# Exercise aim
Every line of the records below should be restated exactly.

# Material
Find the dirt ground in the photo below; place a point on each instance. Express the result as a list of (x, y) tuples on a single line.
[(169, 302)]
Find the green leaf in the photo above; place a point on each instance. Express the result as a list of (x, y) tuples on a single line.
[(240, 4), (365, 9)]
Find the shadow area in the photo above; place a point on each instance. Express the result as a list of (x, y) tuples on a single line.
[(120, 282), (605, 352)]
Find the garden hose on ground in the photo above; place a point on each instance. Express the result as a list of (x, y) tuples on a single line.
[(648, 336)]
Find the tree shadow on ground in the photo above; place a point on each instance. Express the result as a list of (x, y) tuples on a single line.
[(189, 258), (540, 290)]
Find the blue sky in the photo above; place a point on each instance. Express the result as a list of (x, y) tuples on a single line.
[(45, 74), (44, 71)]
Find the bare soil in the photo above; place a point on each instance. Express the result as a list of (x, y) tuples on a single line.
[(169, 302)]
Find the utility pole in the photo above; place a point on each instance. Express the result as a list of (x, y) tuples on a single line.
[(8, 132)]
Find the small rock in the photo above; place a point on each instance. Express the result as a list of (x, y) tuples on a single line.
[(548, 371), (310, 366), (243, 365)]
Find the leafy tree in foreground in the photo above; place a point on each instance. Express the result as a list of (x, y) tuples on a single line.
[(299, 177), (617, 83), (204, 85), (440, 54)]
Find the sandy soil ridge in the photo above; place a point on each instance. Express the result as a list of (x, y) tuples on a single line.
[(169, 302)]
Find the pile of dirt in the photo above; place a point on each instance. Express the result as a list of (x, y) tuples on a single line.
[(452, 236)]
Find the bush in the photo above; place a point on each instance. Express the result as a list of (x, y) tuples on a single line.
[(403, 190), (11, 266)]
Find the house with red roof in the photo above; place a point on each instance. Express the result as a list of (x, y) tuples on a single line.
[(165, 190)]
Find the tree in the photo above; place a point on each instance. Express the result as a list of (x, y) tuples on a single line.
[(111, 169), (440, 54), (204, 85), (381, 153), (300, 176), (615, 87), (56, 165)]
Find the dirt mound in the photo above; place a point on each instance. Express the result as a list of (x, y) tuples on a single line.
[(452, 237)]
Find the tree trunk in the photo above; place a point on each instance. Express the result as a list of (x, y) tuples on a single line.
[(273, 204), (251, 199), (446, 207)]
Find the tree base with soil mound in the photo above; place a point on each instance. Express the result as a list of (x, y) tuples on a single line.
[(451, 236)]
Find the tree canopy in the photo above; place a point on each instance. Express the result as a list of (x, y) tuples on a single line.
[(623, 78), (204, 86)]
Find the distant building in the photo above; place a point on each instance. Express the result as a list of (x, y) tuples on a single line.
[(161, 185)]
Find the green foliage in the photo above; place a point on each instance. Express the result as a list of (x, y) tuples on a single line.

# Result of this task
Find the dirt ground in the photo below; place a point on each instance. Express the result as a list of (x, y) tuples on a single line.
[(169, 302)]
Find the green leaf in the photo above; place a point on each instance. Express the result as a list of (x, y) tuples on a single line.
[(240, 4), (365, 9)]
Find the shadow area in the photo above; place a point on each instance. Express the result as a list of (x, y) tuples on a single line.
[(120, 282), (605, 352)]
Find the garden hose on ground in the photo above; place a point on each instance. Express the result as a list of (x, y) tuples on a single line.
[(648, 336)]
Find the tree shadow on ground in the photo above; place a point on each instance. Express the result as a list of (x, y) tuples on a single line.
[(189, 258), (540, 290)]
Find the blue sky in the photo above; place a point on each instance. Express the result as a list of (x, y) tuples on a single line.
[(45, 74), (44, 71)]
Find the bare soil in the photo above; place a point on each instance. Express the result as a list of (x, y) tuples on a single line.
[(169, 302)]
Find the utility pole in the photo above; place a point on each instance. Express the result as a list of (x, y) tuples on a single line.
[(8, 132)]
Find the small rock in the photo above; place a point on each instance. Express the result as a list of (x, y) tuples on a single line.
[(548, 371), (310, 366), (243, 365)]
Find the leafy tree in foreground in the photo above; place a point on each instance. Express the result as a list of (x, y) tuples on a single line.
[(299, 177), (617, 83), (204, 85), (440, 54)]
Find the sandy soil ridge in the photo above; place a point on each instance. Express the result as a list of (x, y) tuples on a single line.
[(169, 302)]
Find the pile of dirt in the photo above; place a point on each instance. Express the result as a list of (x, y) tuples on a single line.
[(452, 236)]
Find the bush in the photo above; place a point on each instance. Express the result as a list of (x, y) tuples on a single line.
[(403, 190), (11, 266)]
Find the house with red roof in the photo above; place a point on each instance. Express the result as a list of (x, y) tuples on a single line.
[(165, 190)]
Find the tree in the photo above; place a point on each instance. Express the result as a list of (x, y) tuples on a single line.
[(111, 169), (440, 54), (204, 85), (381, 153), (300, 176), (615, 87), (56, 165)]
Find the dirt mound in the photo above; place a point on each instance. Express the result as a list of (x, y) tuples on a single line.
[(452, 237)]
Find the tree trunk in the photo above; place a point on each instance. Express the result as a list of (x, y) tuples on a single line.
[(273, 204), (251, 199), (446, 207)]
Find the tree base with soil mound in the photo above; place a point on each instance. Express the result as a list of (x, y) tuples on a single line.
[(451, 236)]
Find the tree canopy in the photo above; place a point on each instance. Express the result as a list of (x, y) tuples on a single line.
[(623, 78), (204, 86)]
Find the distant building in the photo above; place a point on each instance. Express the result as a list of (x, y) tuples on a single line.
[(161, 185)]
Find the green foliage in the photo above; place a point on each instance. Express the result as a list of (x, y) tuples on a single line.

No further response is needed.